§ Task statement
Continue the article on the 1980 arcade game Stratovox, beginning immediately after its final sentence.

§ Source
::::

- Developer(s): Sun Electronics
- Publisher(s): JP: Sun Electronics; NA: Taito;
- Platform(s): Arcade
- Release: JP: May 1980; WW: August 1980;
- Genre(s): Fixed shooter
- Mode(s): Single-player

= Stratovox =

1980 video game

Stratovox, known in Japan as Speak & Rescue (スピーク&レスキュー), is a 1980 fixed shooter arcade game developed and published in Japan by Sun Electronics and released in North America by Taito. It is the first video game with voice synthesis. The player must shoot UFOs attempting to kidnap astronauts that appear on the right side of the screen. If all astronauts are kidnapped, the game is over.

::::

§ Stored data
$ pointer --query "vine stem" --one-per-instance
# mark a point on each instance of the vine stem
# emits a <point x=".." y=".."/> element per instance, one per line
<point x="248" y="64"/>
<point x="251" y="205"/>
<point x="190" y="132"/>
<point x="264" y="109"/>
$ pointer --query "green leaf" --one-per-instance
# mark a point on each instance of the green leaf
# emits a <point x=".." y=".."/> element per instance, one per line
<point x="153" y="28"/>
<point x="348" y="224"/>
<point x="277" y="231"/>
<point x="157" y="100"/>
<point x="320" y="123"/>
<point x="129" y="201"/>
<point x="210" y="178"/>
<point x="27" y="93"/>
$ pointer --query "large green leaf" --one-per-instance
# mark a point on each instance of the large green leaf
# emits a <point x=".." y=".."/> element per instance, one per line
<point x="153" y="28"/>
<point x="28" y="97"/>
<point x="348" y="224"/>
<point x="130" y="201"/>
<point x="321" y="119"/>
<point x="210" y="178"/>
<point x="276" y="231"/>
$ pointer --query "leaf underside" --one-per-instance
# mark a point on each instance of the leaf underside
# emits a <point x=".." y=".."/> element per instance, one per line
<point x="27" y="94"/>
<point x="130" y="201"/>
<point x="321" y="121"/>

::::

§ Response below
Among the voices the player hears are the phrases "Help me, help me", "Very good!", "We'll be back", and "Lucky". The phrase "Help me" is played during attract mode. The Japanese version of the game features Japanese speech, such as「助けて！」 ("Tasukete!") instead of "Help Me!"

==Legacy==
Bandits from Sirius Software for the Apple II (1982) is a Stratovox clone where the player protects fruit instead of astronauts. Spider Fighter (1982) for the Atari 2600 also has the player protecting fruit, and Digital Press described it as Stratovox without voice.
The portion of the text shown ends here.